-- Provided passage follows --

In my first post on Trump as a “brand,” I discussed how Donald Trump’s campaign and
persona have involved 4 D’s: deadbeat, deceiver, demagogue, and danger. My second post related to this attempted
to comprehensively cover his career as a deadbeat and what that might portend
for his leadership of our economy. With precious little time left in this
election, I thought I would devote this
post entirely, in detail, to his career as a deceiver.
This year, the GOP nominated a candidate who, by
virtue of intellect, training and temperament, is completely unqualified for
the Presidency. One has to ask how this came to pass. In no small part, the
answer lies in the nominee’s capacity to hoodwink large portions of the public
about his background and beliefs.
Some trace the source of Trump’s initial popularity
with GOP primary voters to his lack of caution or a filter—his “lack of
political correctness,” they’ll say. That is an entirely too generous an
assessment of his personality, however.

-- Provided passage concluded --

● Task
List the four D's that the commentary on Donald Trump says have marked his campaign and persona.

-- Dataset records follows --

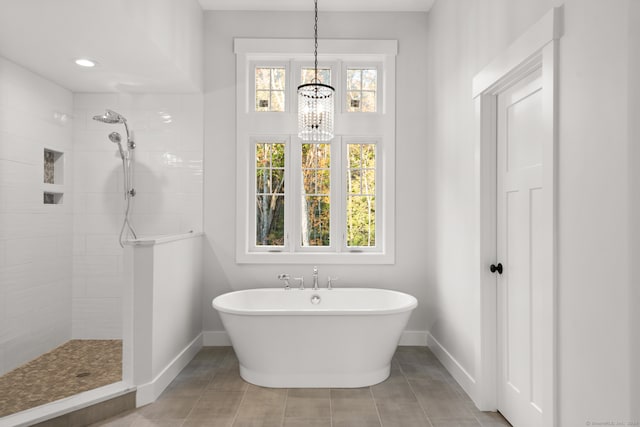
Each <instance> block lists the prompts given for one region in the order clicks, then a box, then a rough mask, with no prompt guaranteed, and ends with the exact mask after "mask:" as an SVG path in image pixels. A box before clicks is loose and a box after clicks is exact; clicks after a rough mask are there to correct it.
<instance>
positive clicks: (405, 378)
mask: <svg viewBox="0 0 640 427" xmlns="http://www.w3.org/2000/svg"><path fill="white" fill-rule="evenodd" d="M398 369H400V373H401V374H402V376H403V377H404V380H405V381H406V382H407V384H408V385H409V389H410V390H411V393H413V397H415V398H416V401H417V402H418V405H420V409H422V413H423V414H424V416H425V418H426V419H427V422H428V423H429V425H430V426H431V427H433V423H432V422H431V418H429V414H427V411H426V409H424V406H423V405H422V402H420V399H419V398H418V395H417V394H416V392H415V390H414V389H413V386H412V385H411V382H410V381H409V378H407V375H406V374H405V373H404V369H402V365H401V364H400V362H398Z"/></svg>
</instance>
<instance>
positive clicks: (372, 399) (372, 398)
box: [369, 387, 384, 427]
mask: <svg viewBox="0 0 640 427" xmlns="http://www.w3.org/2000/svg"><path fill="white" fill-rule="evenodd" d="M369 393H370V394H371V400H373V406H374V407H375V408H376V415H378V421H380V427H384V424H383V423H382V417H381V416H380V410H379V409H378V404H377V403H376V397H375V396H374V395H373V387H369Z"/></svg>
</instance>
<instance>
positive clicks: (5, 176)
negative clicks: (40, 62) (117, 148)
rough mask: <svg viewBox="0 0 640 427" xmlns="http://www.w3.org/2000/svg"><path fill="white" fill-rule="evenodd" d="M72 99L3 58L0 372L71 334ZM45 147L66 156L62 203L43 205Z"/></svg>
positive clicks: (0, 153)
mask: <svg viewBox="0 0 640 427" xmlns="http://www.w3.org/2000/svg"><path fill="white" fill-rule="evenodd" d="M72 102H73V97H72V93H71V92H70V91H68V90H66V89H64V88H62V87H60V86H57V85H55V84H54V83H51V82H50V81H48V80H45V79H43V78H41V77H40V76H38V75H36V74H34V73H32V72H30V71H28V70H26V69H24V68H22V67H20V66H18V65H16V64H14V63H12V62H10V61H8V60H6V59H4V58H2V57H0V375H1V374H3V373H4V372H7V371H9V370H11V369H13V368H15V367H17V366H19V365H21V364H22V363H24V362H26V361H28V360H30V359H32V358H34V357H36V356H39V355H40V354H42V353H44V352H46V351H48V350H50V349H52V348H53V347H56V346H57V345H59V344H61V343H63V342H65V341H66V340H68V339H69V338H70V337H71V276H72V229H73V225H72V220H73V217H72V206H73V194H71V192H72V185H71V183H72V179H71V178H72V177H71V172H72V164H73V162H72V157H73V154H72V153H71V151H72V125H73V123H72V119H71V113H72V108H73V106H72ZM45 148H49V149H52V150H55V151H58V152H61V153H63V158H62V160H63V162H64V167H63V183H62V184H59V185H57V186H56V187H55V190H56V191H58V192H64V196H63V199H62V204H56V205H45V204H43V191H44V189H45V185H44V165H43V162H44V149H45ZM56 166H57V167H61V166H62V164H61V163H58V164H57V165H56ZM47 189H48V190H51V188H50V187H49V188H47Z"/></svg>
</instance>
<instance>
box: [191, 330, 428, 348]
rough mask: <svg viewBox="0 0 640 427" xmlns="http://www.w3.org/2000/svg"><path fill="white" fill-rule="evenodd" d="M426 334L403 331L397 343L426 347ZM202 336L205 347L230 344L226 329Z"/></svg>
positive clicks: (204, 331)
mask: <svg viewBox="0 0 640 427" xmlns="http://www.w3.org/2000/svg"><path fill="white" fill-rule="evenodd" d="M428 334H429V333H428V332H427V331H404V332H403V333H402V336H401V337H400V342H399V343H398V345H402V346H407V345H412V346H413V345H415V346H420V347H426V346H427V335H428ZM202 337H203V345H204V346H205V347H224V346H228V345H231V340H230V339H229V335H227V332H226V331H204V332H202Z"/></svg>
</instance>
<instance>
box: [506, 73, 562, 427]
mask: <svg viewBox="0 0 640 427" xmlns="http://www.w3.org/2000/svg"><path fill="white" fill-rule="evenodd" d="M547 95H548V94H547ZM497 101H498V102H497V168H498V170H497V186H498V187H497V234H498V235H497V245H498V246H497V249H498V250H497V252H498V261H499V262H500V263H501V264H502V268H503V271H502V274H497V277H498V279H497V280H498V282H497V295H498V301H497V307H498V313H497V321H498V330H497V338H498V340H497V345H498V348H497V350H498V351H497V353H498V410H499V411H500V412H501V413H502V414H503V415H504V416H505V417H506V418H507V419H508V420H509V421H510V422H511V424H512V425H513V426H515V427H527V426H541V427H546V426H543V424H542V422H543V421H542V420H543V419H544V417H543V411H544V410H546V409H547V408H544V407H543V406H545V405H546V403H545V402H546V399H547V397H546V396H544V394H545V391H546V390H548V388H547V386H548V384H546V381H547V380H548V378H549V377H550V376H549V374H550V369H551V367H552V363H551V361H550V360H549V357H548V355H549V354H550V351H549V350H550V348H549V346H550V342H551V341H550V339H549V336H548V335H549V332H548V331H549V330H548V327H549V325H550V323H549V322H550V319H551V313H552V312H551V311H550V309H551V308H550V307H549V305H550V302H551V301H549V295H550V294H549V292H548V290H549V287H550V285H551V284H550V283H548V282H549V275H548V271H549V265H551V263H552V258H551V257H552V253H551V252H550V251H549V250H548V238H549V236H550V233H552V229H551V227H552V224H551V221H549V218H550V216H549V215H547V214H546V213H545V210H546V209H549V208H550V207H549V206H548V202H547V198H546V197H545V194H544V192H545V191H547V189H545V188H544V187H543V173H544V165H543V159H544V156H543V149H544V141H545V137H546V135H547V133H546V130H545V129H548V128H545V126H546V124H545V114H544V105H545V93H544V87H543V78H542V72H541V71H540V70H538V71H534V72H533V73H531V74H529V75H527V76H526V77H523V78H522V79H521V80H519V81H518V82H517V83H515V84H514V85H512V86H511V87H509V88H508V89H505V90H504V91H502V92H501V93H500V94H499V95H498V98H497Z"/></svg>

-- Dataset records concluded --
-- Dataset records follows --

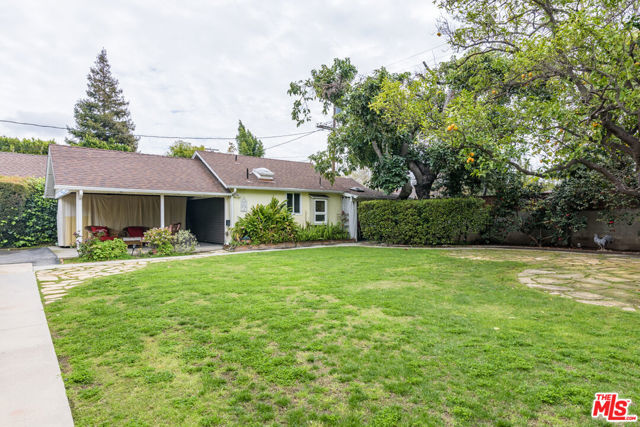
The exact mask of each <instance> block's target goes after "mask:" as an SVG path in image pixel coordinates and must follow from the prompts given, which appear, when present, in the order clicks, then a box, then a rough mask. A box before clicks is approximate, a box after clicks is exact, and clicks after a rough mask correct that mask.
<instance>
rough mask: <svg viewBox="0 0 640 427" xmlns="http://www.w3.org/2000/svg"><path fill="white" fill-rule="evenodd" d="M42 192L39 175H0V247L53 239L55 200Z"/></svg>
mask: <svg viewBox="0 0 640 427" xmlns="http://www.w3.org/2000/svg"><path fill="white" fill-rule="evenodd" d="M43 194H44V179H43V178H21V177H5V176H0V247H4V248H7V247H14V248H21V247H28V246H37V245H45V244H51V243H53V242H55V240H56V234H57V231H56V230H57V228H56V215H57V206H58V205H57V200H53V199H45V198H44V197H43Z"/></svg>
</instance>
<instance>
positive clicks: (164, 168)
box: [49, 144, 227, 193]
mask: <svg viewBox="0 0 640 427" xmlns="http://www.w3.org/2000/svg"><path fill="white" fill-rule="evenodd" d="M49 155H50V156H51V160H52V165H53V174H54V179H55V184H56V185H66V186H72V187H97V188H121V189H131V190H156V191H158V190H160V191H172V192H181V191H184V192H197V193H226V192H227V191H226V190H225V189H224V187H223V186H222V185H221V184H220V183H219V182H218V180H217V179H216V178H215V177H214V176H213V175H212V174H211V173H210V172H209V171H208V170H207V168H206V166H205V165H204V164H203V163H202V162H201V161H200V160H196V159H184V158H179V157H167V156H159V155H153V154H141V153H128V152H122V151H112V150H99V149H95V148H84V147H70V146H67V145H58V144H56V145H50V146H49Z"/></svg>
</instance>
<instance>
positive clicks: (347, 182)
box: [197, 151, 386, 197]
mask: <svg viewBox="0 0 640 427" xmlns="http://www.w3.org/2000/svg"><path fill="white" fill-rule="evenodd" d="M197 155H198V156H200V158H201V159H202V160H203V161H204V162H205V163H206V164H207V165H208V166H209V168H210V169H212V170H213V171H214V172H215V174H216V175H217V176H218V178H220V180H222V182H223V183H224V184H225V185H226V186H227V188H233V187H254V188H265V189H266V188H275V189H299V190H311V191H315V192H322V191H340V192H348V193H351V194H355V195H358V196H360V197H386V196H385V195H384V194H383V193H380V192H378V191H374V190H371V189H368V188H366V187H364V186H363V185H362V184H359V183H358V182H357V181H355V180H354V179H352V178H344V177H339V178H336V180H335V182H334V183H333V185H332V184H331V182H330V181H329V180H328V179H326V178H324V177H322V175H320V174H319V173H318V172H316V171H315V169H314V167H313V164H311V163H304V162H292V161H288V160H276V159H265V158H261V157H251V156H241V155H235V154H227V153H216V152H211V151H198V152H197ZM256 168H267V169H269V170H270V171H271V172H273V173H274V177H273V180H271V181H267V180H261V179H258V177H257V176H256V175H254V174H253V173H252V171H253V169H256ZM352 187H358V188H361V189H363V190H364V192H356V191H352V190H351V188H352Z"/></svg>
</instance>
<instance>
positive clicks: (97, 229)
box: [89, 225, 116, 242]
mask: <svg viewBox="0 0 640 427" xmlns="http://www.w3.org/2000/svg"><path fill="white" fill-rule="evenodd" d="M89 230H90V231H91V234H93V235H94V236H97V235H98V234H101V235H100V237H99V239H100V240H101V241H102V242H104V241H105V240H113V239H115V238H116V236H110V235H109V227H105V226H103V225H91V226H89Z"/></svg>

-- Dataset records concluded --

● Output below
deadbeat, deceiver, demagogue, danger